─── Data in this exercise

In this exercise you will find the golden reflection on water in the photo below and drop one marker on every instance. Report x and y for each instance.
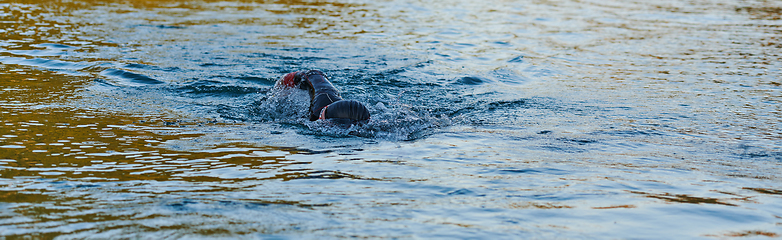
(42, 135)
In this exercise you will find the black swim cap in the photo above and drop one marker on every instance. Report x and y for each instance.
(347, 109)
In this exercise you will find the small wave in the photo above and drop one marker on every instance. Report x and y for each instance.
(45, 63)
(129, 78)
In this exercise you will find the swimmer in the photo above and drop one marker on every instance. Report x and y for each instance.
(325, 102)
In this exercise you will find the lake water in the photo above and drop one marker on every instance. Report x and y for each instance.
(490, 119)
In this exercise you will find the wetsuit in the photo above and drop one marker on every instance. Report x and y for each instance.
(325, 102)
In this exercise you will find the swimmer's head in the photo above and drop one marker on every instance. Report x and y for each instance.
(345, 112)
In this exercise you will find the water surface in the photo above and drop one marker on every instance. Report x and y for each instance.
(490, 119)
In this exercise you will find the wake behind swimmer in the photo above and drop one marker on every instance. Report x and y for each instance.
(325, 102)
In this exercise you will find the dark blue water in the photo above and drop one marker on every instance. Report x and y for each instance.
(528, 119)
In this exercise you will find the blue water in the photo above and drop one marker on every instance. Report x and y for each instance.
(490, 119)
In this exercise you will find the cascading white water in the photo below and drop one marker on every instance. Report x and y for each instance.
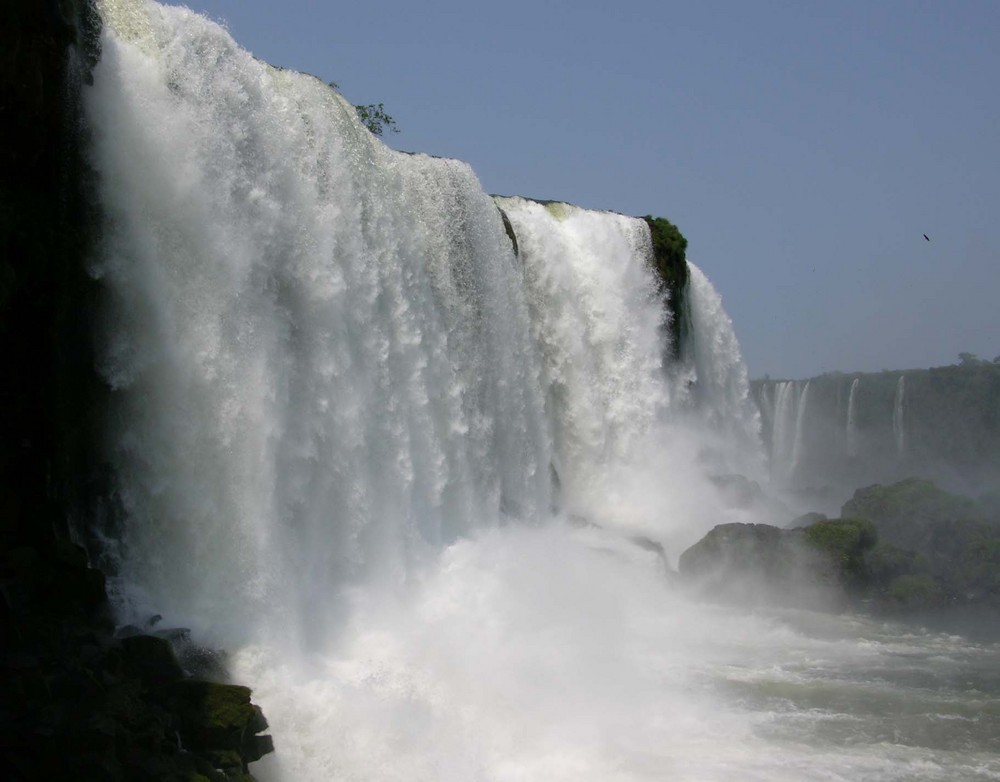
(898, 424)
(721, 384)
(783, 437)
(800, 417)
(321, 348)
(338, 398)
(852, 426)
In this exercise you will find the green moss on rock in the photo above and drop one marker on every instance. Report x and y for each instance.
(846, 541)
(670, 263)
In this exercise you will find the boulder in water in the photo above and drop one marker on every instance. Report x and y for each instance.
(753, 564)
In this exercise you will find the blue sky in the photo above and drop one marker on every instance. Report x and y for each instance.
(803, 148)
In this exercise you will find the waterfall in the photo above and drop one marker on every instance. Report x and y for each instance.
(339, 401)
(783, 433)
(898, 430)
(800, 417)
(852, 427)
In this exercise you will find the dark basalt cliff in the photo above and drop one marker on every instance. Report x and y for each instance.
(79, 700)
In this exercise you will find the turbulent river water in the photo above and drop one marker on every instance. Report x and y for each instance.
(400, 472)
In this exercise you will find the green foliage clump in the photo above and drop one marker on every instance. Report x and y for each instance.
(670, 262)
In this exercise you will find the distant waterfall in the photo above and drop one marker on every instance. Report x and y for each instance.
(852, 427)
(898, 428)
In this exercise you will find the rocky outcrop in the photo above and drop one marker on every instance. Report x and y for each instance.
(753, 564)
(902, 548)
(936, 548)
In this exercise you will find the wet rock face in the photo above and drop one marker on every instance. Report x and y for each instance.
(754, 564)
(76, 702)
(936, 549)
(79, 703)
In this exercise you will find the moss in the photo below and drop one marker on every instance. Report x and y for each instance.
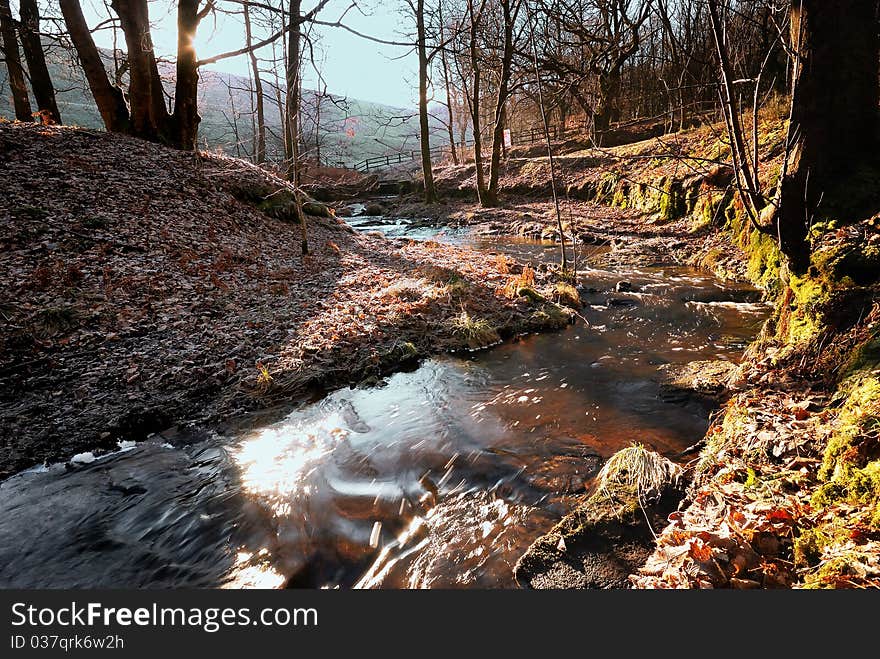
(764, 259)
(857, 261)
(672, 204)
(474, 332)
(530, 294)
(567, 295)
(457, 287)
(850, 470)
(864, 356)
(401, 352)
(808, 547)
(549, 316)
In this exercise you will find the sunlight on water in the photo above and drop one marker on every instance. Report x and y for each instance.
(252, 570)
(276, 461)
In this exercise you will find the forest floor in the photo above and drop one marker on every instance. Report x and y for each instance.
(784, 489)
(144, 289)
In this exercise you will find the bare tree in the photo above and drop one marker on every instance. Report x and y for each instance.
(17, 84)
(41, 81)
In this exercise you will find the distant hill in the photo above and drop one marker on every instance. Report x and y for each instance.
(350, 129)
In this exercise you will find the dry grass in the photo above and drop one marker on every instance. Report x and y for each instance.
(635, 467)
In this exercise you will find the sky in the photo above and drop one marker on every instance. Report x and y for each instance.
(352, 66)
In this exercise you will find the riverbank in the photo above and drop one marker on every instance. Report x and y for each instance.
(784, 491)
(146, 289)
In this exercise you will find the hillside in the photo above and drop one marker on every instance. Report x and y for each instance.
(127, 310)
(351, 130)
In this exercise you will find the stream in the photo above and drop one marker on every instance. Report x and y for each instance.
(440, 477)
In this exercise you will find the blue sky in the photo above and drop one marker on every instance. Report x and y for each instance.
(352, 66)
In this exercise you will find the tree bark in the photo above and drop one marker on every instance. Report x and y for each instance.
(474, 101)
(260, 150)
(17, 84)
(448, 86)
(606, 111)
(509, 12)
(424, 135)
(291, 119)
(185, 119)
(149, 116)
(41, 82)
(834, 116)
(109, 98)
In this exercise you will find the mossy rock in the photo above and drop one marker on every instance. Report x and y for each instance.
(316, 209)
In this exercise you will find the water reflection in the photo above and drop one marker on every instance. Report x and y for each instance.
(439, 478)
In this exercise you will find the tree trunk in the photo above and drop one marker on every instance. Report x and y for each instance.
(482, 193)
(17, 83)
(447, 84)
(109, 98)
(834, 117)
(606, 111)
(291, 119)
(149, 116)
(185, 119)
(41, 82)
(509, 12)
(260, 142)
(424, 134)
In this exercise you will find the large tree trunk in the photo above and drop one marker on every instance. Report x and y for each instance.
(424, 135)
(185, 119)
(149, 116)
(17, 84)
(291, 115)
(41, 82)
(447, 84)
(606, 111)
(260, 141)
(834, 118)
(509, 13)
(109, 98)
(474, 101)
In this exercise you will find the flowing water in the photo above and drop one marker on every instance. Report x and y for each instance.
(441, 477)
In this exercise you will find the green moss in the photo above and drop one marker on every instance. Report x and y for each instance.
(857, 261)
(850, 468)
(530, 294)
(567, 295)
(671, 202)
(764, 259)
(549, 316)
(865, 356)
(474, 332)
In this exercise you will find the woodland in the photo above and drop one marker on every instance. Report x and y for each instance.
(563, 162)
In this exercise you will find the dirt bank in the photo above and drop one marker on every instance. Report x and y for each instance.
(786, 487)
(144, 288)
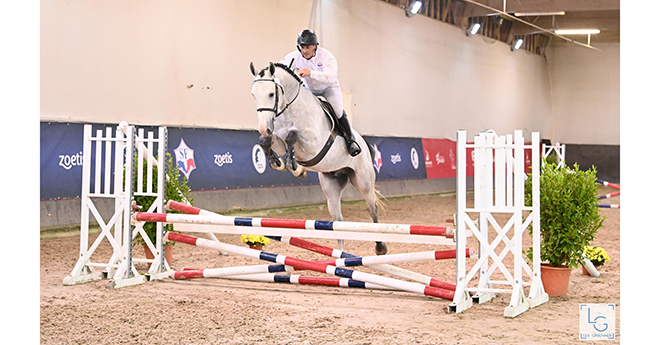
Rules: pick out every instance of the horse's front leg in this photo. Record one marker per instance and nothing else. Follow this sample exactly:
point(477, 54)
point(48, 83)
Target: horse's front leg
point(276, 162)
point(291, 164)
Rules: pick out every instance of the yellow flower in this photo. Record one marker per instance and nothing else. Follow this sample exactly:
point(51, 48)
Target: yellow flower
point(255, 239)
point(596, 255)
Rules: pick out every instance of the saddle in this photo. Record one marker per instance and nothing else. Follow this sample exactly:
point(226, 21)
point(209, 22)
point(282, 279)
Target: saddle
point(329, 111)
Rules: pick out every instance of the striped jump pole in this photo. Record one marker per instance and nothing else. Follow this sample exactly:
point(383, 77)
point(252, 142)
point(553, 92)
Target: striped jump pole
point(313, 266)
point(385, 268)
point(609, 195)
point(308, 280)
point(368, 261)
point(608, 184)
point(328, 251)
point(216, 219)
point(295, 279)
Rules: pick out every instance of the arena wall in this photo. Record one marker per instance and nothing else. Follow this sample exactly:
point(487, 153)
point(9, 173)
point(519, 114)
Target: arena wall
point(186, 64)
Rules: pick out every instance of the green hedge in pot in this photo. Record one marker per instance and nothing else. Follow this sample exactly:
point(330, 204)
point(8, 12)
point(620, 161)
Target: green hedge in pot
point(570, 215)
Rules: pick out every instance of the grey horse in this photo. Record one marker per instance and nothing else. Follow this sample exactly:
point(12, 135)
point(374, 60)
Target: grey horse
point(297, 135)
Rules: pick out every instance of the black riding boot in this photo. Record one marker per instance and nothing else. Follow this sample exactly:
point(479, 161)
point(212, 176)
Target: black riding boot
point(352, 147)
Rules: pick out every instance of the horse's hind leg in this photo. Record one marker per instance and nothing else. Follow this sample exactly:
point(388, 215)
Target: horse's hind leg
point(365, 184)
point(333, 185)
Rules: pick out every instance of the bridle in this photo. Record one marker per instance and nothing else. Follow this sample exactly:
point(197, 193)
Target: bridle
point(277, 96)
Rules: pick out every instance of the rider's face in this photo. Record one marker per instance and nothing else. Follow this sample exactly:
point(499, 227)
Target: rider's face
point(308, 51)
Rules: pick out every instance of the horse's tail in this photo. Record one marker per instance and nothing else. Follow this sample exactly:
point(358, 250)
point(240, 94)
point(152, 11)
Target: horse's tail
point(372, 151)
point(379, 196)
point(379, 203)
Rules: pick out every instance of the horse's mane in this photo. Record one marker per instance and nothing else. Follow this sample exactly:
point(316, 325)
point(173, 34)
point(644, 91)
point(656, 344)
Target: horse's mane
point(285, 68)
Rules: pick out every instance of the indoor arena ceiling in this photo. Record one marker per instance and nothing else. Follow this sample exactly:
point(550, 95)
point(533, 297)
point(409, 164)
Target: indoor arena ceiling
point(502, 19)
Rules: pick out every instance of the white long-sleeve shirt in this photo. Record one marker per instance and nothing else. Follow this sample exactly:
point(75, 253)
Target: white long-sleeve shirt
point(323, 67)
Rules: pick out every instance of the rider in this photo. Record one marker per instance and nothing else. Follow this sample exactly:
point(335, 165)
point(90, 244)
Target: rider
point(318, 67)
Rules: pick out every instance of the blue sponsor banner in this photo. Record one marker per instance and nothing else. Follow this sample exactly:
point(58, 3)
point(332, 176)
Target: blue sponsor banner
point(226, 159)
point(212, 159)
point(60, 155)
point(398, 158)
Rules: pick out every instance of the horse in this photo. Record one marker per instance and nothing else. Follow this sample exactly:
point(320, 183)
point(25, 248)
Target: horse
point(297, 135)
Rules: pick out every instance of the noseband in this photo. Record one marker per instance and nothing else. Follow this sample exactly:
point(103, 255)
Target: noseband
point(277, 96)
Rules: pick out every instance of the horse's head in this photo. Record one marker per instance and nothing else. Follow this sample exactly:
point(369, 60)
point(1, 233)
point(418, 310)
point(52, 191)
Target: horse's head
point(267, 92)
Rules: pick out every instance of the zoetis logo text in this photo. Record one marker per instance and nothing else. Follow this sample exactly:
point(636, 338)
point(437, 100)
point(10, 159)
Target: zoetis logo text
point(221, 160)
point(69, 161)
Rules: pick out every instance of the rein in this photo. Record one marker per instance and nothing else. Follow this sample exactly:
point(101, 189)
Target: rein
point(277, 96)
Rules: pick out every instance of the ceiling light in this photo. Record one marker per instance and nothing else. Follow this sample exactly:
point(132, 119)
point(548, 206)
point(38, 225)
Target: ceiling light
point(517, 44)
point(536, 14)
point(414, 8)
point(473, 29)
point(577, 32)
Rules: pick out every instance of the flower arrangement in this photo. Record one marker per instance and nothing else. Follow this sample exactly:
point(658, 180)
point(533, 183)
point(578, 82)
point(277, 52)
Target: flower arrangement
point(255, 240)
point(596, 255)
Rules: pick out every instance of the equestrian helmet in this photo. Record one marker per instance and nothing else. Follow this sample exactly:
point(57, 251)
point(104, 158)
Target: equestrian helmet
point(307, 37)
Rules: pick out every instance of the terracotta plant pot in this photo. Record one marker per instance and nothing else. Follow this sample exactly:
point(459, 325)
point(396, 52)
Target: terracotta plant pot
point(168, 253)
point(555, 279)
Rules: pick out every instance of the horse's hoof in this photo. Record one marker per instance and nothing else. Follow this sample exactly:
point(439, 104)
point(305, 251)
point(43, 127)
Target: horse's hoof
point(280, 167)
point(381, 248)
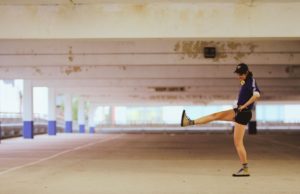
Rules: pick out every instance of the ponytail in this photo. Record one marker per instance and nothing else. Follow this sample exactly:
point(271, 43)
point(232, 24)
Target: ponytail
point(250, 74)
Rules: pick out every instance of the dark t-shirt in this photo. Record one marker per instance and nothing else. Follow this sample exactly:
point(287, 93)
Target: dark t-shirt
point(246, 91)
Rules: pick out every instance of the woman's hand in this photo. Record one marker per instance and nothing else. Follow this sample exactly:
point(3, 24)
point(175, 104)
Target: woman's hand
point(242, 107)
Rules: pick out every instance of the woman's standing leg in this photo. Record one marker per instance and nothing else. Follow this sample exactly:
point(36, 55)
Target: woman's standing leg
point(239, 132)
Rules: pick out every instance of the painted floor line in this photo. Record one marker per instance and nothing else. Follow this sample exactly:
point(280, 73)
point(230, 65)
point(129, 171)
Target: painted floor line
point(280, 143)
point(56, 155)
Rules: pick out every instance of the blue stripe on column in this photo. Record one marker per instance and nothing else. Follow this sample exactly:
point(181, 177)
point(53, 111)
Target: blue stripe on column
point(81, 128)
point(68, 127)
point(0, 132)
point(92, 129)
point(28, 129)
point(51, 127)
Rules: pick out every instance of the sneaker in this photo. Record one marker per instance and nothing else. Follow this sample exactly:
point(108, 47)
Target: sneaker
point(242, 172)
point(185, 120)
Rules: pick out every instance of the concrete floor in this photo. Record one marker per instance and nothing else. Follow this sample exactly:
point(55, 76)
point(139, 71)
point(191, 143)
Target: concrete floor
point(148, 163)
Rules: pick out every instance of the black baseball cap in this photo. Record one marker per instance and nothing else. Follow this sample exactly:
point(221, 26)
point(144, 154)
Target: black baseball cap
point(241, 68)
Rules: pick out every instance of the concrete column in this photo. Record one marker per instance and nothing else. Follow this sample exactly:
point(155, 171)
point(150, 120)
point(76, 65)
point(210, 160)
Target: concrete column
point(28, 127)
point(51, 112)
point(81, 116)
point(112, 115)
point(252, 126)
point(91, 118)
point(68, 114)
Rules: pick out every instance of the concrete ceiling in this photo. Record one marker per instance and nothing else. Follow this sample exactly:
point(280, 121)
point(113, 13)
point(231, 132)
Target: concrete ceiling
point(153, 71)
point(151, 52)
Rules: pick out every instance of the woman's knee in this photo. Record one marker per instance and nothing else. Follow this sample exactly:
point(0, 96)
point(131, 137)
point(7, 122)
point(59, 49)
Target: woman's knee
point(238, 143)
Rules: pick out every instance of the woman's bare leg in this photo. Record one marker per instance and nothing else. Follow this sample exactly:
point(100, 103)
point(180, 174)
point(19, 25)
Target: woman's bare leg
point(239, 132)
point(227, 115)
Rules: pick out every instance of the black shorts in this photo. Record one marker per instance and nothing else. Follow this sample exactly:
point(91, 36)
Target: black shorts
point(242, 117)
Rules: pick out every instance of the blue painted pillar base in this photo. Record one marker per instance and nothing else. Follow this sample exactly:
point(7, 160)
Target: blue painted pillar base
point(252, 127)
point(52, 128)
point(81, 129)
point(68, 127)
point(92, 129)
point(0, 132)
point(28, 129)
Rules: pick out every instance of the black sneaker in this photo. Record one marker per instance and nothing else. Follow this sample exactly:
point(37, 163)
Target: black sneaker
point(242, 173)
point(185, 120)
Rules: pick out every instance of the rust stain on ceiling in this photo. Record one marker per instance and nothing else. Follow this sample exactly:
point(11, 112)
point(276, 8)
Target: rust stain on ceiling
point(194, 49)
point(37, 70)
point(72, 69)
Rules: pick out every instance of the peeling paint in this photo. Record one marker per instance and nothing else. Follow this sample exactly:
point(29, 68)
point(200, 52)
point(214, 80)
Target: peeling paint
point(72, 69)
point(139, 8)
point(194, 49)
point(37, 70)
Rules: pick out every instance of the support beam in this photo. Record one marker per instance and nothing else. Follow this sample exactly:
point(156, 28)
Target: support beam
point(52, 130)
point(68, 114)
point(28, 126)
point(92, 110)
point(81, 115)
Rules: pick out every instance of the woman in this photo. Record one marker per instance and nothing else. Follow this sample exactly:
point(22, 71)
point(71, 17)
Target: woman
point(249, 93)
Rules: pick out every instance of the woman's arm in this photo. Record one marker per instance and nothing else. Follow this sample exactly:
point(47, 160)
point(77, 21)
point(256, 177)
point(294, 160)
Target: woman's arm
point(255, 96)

──────

### Task requirements
Retype only the lines above from the one with "point(277, 52)" through the one with "point(36, 55)", exactly and with both ends. Images stay out.

### Exercise solution
point(277, 52)
Target: flower arrangement
point(255, 240)
point(596, 255)
Rules: pick out every instance of the equestrian helmet in this photo. Record one marker per instance and nothing else. Follow this sample exactly:
point(57, 251)
point(104, 158)
Target: equestrian helmet
point(307, 37)
Rules: pick out every instance of the terracotta plant pot in this photo. Record one marker per instance and nothing else. Follow this sample exactly:
point(459, 325)
point(396, 52)
Target: terracotta plant pot
point(168, 253)
point(555, 279)
Rules: pick out every instance of the horse's hoof in this photo. Record one marker per instance and nothing else. Follow this sample exactly:
point(439, 104)
point(305, 251)
point(43, 127)
Target: horse's hoof
point(280, 167)
point(381, 248)
Rules: pick out every instance of the ponytail in this photo. Record one marker per instance and nothing else. Follow this sample exactly:
point(271, 43)
point(232, 24)
Target: ponytail
point(250, 74)
Rules: pick out every instance of the dark t-shirt in this photo. Record one marker per instance and nothing else. Follow this sample exactly:
point(287, 93)
Target: dark t-shirt
point(246, 91)
Rules: pick out every instance of the woman's hand in this photo. Record one marker per instance and nothing else. Follow this sample exactly:
point(3, 24)
point(175, 104)
Target: woman's hand
point(242, 107)
Rules: pick out every instance of the woman's standing leg in this photo. Record one marker per instance and nothing else. Follow this sample exactly:
point(36, 55)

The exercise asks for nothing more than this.